Imagine a world of ants whom live like you and I. Walk through their living room and into their kitchen. Walk past the table made of sticks to the counter where you’ll find an ant-size setup for manual pour over coffee. Open the cupboard where are you will find an airtight container filled to its rim with 50 or 60 coffee grounds. It looks like the aunt that lives here must have gathered them from somebody else’s kitchen counter, not yours of course. As you are looking at these grounds you see in your peripheral vision a grinder. After all to and ant, these coffee grounds are huge.

Objective 1 =>
According to the passage about ants, what is the airtight container in the cupboard filled with?
Objective 2 =>
Count the lines of the records that contain the string "blade", and give only the number.
The passage about ants and the records were taken from unrelated sources.

The input =>
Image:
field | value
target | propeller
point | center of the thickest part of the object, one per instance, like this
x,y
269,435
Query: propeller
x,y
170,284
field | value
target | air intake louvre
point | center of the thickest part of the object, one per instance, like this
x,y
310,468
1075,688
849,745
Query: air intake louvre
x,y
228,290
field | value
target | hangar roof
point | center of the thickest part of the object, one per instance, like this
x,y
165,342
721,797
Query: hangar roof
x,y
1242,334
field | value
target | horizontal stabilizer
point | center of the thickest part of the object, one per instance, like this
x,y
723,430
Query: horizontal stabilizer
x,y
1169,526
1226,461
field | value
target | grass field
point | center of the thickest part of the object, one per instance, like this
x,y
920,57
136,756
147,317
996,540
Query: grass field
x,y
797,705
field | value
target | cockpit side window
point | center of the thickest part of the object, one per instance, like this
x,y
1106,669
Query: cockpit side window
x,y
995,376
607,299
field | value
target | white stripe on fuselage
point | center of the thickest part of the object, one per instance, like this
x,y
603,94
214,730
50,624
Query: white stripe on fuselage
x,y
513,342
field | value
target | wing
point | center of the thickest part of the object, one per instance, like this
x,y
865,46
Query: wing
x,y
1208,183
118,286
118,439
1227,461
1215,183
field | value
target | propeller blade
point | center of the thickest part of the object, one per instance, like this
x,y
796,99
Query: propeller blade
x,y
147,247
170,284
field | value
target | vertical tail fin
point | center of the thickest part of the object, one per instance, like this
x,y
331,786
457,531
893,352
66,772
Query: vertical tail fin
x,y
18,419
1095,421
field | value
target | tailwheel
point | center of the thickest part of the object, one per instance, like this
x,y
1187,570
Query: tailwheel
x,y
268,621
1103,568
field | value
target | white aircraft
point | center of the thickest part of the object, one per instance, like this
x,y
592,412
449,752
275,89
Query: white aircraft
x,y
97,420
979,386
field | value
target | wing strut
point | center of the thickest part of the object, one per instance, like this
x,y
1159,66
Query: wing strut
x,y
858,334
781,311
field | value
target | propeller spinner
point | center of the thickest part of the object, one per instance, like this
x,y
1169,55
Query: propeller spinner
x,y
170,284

Full solution 1 =>
It is filled to its rim with 50 or 60 coffee grounds.

Full solution 2 =>
2